TASK REQUIREMENTS ▸ Word for word, and with pictures excluded, copy out all the records that follow.

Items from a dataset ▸
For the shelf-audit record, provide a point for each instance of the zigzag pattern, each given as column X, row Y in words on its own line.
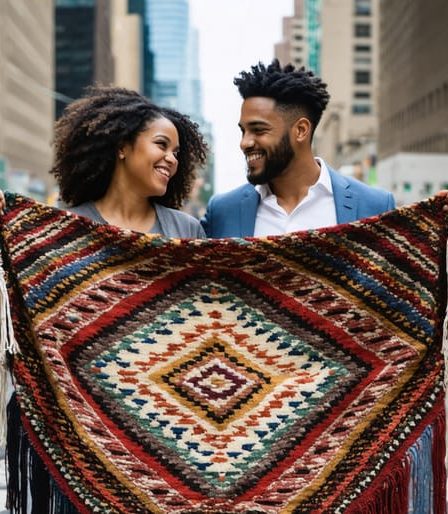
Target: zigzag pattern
column 276, row 375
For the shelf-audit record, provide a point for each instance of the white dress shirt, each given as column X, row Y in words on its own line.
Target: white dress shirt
column 316, row 210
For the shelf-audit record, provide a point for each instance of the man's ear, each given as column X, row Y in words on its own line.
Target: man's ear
column 302, row 130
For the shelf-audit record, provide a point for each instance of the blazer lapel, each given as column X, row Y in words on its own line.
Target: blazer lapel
column 248, row 211
column 346, row 201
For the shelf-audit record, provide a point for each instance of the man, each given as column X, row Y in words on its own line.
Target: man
column 289, row 188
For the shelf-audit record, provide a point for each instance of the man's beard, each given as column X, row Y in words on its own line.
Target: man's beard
column 275, row 164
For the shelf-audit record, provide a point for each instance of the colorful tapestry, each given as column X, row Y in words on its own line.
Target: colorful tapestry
column 292, row 374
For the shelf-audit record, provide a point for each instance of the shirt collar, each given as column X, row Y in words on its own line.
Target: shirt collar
column 323, row 181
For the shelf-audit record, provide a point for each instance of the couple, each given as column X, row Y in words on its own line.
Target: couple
column 114, row 150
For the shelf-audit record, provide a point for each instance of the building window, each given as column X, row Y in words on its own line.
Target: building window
column 361, row 109
column 363, row 60
column 363, row 48
column 362, row 77
column 362, row 30
column 427, row 188
column 363, row 8
column 362, row 94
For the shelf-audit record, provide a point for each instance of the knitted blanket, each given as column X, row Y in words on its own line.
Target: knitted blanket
column 292, row 374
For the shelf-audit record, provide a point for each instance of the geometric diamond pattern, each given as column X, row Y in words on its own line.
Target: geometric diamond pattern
column 239, row 378
column 216, row 381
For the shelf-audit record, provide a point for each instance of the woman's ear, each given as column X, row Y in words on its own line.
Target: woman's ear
column 302, row 130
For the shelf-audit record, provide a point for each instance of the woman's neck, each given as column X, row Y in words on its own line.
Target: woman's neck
column 127, row 210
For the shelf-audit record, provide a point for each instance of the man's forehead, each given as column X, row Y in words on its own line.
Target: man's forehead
column 259, row 109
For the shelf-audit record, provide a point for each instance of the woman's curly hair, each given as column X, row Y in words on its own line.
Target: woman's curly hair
column 93, row 128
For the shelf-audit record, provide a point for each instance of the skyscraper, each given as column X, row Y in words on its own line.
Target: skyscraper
column 413, row 98
column 82, row 47
column 174, row 45
column 26, row 95
column 140, row 7
column 338, row 40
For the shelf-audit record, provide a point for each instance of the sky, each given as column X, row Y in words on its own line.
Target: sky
column 233, row 35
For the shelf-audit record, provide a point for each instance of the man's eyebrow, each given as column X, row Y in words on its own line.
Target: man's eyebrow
column 255, row 123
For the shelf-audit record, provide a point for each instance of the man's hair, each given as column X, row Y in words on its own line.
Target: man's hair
column 296, row 90
column 93, row 128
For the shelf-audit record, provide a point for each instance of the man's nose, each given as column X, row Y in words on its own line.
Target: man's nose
column 246, row 142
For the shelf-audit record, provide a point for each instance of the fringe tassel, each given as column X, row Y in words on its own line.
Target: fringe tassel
column 438, row 465
column 8, row 344
column 421, row 483
column 30, row 488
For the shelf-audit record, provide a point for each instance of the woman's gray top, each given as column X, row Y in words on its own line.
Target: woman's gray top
column 169, row 222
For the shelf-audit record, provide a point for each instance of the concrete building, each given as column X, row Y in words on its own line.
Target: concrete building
column 413, row 97
column 338, row 40
column 349, row 65
column 83, row 54
column 26, row 95
column 140, row 7
column 127, row 46
column 294, row 45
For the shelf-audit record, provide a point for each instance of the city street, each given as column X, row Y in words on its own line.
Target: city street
column 2, row 484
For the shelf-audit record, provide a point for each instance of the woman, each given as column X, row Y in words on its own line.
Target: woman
column 121, row 160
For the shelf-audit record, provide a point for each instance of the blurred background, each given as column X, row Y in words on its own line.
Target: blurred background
column 384, row 62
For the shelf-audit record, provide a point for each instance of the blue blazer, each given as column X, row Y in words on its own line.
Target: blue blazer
column 233, row 214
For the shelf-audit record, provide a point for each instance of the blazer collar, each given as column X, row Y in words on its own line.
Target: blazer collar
column 248, row 211
column 345, row 199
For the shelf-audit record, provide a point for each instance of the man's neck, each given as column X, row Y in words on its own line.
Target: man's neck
column 292, row 187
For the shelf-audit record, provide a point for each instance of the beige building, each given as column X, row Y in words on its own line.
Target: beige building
column 293, row 47
column 413, row 90
column 26, row 88
column 349, row 65
column 127, row 37
column 347, row 34
column 413, row 99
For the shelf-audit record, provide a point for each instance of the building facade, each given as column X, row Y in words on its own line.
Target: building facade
column 127, row 46
column 26, row 95
column 413, row 84
column 349, row 65
column 338, row 40
column 83, row 48
column 294, row 45
column 140, row 8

EXERCISE OUTPUT ▸
For the shelf-audit record, provide a point for each instance of the zigzag pattern, each given as column X, row Y in words on its own line.
Target: zigzag pattern
column 276, row 375
For the shelf-audit record, provide a point for each instance of the white dress shirt, each given as column X, row Y in words on its own line.
Target: white dress shirt
column 316, row 210
For the shelf-audit record, provide a point for each instance of the man's ear, each given as column X, row Y in words on its own line.
Target: man's ear
column 302, row 130
For the shelf-audit record, provide a point for each instance of the blazer lapel, each given as column X, row Y in words on its own line.
Target: blazer lapel
column 248, row 211
column 346, row 201
For the shelf-audit record, provide a point for each instance of the man, each given as column X, row Y in words on its own line.
Target: man
column 289, row 188
For the shelf-audit record, provide a point for each instance of the man's beard, each given as column X, row Y in words on its own line.
Target: man's beard
column 275, row 164
For the shelf-audit record, provide a point for each instance of the colorful tapestry, each given as column X, row Y in words on its own line.
Target: colorful tapestry
column 292, row 374
For the shelf-audit record, provide a point for each instance of the shirt collar, each given as column X, row Y in words on its own line.
Target: shirt collar
column 323, row 181
For the shelf-audit record, provide a point for each instance of the couple, each given as column X, row Y in words on its own line.
Target: couple
column 114, row 150
For the shelf-audit record, provide a point for each instance of the building window, each given as column X, row Y in words on its own line.
Target: building window
column 361, row 109
column 363, row 60
column 363, row 48
column 362, row 77
column 362, row 30
column 427, row 188
column 363, row 8
column 362, row 94
For the shelf-audit record, provide a point for each instance of the knitted blanket, each given as column X, row Y in words on its own line.
Target: knitted blanket
column 292, row 374
For the shelf-audit record, provide a point for each instance of the geometric diamond pattern, each given as column X, row Y in words on its own line.
Target: geometric diamond pattern
column 239, row 378
column 216, row 381
For the shelf-audit record, provide a point for each instance of the woman's ear, each given as column X, row Y in words on its own line.
Target: woman's ear
column 302, row 130
For the shelf-audit record, provide a point for each instance of the woman's neck, each given as column X, row Y in words on its own line.
Target: woman's neck
column 127, row 210
For the shelf-audit record, provide a point for each instance of the man's forehead, each given as column X, row Y in words on its own line.
Target: man's forehead
column 259, row 109
For the shelf-audit record, provide a point for each instance of the woman's curly hair, each given as column X, row Y in words on its own line.
Target: woman's curly hair
column 93, row 128
For the shelf-audit record, provide a point for each instance of the skyscraper, each given as column X, row Y in words on its own line.
Target: skyscraper
column 413, row 98
column 82, row 47
column 174, row 45
column 26, row 95
column 140, row 7
column 338, row 40
For the shelf-audit record, provide a point for each instance of the sky, each given as column X, row Y in words on its own line.
Target: sky
column 233, row 35
For the shelf-audit record, provide a point for each instance of the man's eyebrow, each given as column X, row Y in words on its own line.
Target: man's eyebrow
column 255, row 123
For the shelf-audit record, provide a point for each instance of the man's hair, each given as column X, row Y in words on its own line.
Target: man's hair
column 296, row 90
column 93, row 128
For the shelf-audit record, provide a point for each instance of the man's nose, each given as column X, row Y in words on its own line.
Target: man's nose
column 246, row 142
For the shelf-audit record, provide a point for each instance of the fringe tassel, each given as column X, row Y in words on its own line.
Target: fringe tassel
column 438, row 465
column 8, row 344
column 421, row 483
column 30, row 488
For the shelf-audit record, provide a point for each instance of the woman's gray top, each given as column X, row Y in words on its own line.
Target: woman's gray top
column 169, row 222
For the shelf-audit record, provide a point for each instance of the concrete building, each given as column X, row Y in words on its own line.
Target: concrete building
column 413, row 97
column 338, row 40
column 349, row 65
column 83, row 54
column 26, row 95
column 140, row 7
column 127, row 46
column 294, row 45
For the shelf-audit record, provide a point for each instance of the city street, each given as column X, row Y in words on its own line.
Target: city street
column 2, row 484
For the shelf-audit record, provide a point for each instance of the woman, each given as column X, row Y in words on its own line.
Target: woman
column 121, row 160
For the shelf-audit record, provide a point for each instance of the blurred background, each given as column X, row Y in words on its own line.
Target: blurred background
column 384, row 62
For the shelf-audit record, provide a point for each instance of the blue blazer, each given as column X, row Y in words on its own line.
Target: blue blazer
column 233, row 214
For the shelf-audit record, provide a point for each instance of the blazer collar, each given as column X, row Y in words on its own line.
Target: blazer collar
column 248, row 211
column 345, row 199
For the shelf-audit record, provide a point for each instance of the man's neck, each given as column X, row Y in words on its own line.
Target: man's neck
column 292, row 187
For the shelf-audit record, provide a point for each instance of the beige building, each given as column X, row Y in words on its own line.
Target: beige building
column 293, row 47
column 413, row 90
column 26, row 88
column 349, row 65
column 127, row 37
column 347, row 34
column 413, row 99
For the shelf-audit record, provide a point for each instance of the building facade, each given as column X, row Y in words on its own line.
Target: building facade
column 127, row 46
column 26, row 95
column 413, row 84
column 349, row 65
column 338, row 40
column 83, row 48
column 294, row 45
column 140, row 8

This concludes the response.